**Stated problem**: Reproduce the data exactly and drop any pictures it holds.

--- Begin ---

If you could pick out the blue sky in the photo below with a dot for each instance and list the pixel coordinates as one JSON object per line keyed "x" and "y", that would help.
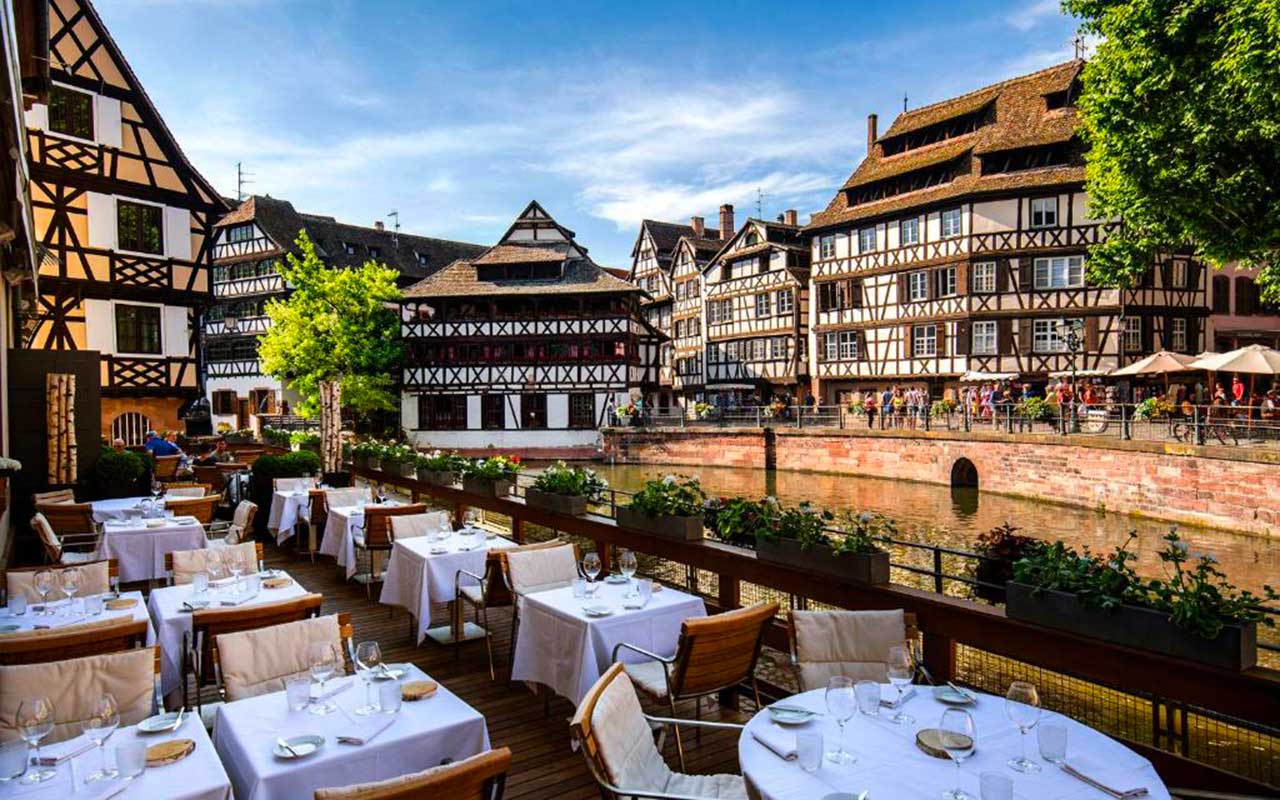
{"x": 457, "y": 114}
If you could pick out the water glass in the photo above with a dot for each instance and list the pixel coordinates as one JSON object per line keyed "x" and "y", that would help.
{"x": 1052, "y": 741}
{"x": 868, "y": 698}
{"x": 995, "y": 786}
{"x": 809, "y": 750}
{"x": 131, "y": 758}
{"x": 297, "y": 693}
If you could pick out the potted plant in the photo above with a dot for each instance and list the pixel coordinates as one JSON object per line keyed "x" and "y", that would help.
{"x": 493, "y": 476}
{"x": 1193, "y": 613}
{"x": 671, "y": 507}
{"x": 997, "y": 549}
{"x": 438, "y": 469}
{"x": 800, "y": 539}
{"x": 565, "y": 489}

--- End ---

**Result**:
If you could pick out the blue sky in the photo below with a dot for each instance and list the pixel coordinates as one JSON object per line keyed "x" and "y", that would help.
{"x": 457, "y": 114}
If you could pick out the water glass in the photo above with a dot for each instance and list the pixel coordinates as one JSON object per line keyed "x" and "y", that would help.
{"x": 1052, "y": 741}
{"x": 868, "y": 698}
{"x": 995, "y": 786}
{"x": 809, "y": 750}
{"x": 131, "y": 758}
{"x": 297, "y": 693}
If you could pick out the potted plant in the photo above with a dot for each instance and list the pixel coordinates as one JSON object per line keyed "x" and "y", that would help.
{"x": 493, "y": 476}
{"x": 1193, "y": 613}
{"x": 671, "y": 507}
{"x": 997, "y": 549}
{"x": 438, "y": 469}
{"x": 800, "y": 539}
{"x": 565, "y": 489}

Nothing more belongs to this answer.